→ Task:
Hunt through the entries for the word "square" and copy each line in which it appears.

→ Data records:
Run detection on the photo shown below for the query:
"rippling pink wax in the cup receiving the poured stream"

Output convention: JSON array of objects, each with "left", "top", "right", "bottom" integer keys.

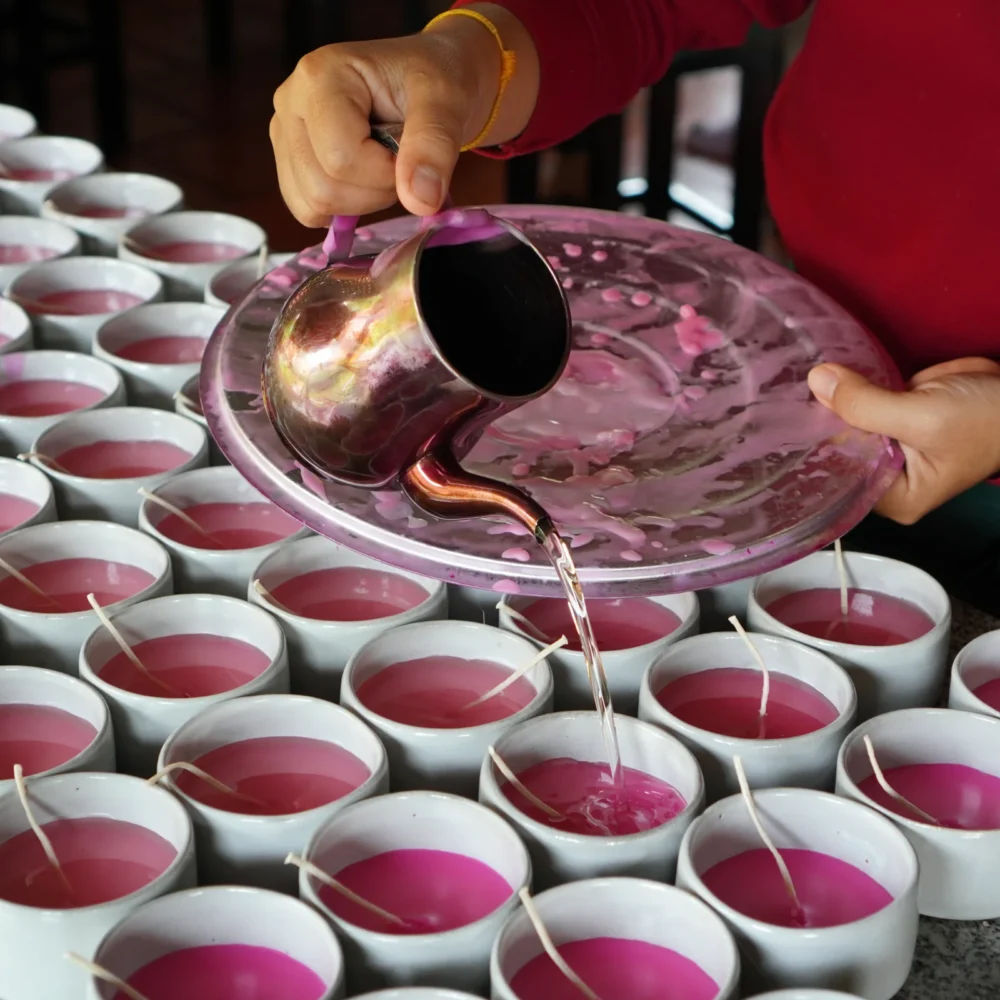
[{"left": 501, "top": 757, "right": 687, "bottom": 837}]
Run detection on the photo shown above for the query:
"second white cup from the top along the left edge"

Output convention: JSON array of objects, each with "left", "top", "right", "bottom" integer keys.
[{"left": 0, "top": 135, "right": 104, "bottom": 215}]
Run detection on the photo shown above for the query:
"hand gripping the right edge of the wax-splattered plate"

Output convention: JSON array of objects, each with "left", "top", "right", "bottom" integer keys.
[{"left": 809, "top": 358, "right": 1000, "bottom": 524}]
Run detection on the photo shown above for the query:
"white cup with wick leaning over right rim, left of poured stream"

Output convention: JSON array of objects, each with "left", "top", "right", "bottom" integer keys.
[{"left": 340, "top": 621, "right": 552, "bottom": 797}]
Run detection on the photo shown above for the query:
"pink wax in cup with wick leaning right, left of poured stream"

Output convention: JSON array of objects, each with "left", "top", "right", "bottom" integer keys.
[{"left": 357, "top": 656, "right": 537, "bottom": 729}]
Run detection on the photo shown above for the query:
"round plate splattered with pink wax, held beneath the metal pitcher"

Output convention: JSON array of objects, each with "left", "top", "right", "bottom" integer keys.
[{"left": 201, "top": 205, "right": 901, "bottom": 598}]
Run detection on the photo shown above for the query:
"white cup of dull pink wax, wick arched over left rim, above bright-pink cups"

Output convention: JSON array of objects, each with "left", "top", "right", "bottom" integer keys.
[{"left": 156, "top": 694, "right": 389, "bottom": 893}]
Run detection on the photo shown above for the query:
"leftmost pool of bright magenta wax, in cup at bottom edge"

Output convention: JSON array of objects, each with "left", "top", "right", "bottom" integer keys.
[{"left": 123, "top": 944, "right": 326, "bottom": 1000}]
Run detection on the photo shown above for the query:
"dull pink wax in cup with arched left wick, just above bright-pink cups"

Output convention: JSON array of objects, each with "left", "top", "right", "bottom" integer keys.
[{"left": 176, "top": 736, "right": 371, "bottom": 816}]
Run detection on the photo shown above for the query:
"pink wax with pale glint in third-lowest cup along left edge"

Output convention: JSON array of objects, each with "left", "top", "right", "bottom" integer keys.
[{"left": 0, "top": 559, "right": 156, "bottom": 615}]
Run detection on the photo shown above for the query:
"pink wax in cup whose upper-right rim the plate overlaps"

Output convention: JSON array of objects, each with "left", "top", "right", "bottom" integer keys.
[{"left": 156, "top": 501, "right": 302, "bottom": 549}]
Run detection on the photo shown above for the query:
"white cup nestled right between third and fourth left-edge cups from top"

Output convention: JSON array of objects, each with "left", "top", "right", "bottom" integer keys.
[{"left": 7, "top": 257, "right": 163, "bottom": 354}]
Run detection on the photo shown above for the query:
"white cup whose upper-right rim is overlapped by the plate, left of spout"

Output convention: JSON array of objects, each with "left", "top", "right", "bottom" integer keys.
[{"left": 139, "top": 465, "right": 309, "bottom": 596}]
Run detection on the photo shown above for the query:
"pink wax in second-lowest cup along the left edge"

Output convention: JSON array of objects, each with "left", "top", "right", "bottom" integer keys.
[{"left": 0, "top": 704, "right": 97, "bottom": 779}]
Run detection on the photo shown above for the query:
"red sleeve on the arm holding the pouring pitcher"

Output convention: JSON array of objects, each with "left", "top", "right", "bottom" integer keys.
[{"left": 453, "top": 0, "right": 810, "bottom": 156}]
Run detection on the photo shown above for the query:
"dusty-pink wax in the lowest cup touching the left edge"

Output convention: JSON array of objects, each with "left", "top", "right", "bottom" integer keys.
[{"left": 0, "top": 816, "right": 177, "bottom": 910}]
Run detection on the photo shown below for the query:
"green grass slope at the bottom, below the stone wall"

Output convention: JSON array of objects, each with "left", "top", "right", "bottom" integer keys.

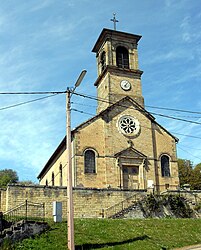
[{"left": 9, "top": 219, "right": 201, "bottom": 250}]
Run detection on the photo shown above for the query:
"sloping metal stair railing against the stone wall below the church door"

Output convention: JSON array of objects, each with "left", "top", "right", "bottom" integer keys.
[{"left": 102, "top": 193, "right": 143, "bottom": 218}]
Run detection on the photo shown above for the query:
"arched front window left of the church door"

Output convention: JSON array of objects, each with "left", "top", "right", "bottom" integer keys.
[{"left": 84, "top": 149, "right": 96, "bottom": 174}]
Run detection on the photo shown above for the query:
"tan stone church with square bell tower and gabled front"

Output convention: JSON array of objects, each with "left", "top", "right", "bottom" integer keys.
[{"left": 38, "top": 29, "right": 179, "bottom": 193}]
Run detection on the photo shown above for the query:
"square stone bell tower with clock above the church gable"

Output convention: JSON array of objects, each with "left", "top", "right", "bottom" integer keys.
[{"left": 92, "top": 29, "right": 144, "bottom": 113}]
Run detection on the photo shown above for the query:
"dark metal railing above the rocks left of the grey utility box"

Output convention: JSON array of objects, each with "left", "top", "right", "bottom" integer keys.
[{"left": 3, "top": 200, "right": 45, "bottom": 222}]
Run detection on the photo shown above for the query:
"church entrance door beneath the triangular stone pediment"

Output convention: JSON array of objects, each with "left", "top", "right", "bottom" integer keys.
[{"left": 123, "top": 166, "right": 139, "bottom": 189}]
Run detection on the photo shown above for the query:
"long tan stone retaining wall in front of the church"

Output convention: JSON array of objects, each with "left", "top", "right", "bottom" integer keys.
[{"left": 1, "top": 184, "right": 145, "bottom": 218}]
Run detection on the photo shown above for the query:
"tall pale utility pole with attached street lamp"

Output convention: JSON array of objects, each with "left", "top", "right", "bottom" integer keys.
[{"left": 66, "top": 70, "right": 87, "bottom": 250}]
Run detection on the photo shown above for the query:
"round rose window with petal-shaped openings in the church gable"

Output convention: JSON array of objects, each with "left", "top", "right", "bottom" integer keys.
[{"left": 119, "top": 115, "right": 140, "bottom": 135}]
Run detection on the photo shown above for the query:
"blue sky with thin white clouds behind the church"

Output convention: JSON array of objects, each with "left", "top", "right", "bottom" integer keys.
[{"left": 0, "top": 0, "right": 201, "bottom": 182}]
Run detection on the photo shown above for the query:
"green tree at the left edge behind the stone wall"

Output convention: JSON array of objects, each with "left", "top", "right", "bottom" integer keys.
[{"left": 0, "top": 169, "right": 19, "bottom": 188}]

→ Exercise answer:
"tan stone church with square bell tower and gabled front"
"square stone bell tower with clock above the church gable"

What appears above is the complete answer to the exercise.